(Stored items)
_ _ _ _ _ _ _

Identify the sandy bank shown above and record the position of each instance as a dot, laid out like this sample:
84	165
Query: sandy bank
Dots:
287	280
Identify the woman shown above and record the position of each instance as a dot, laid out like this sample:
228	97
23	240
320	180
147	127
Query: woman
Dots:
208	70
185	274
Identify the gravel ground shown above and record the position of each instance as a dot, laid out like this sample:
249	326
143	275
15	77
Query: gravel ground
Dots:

_ _ _ _ _ _ _

_WHAT NEEDS TO BE DONE:_ Every record above is to be given again precisely.

_TASK SOLUTION:_
Identify the sandy bank shown above and record the position of each instance as a dot, laid out like this sample:
84	165
Query: sandy bank
Dots:
287	280
Identify the woman shown above and record the position of each instance as a dot, laid out like this sample:
228	97
23	240
320	180
147	127
Query: woman
Dots:
208	70
185	274
Identify the gravel ground shown above and record the position of each instance as a dot, laid out like this sample:
249	326
143	275
15	77
Query: gravel ground
Dots:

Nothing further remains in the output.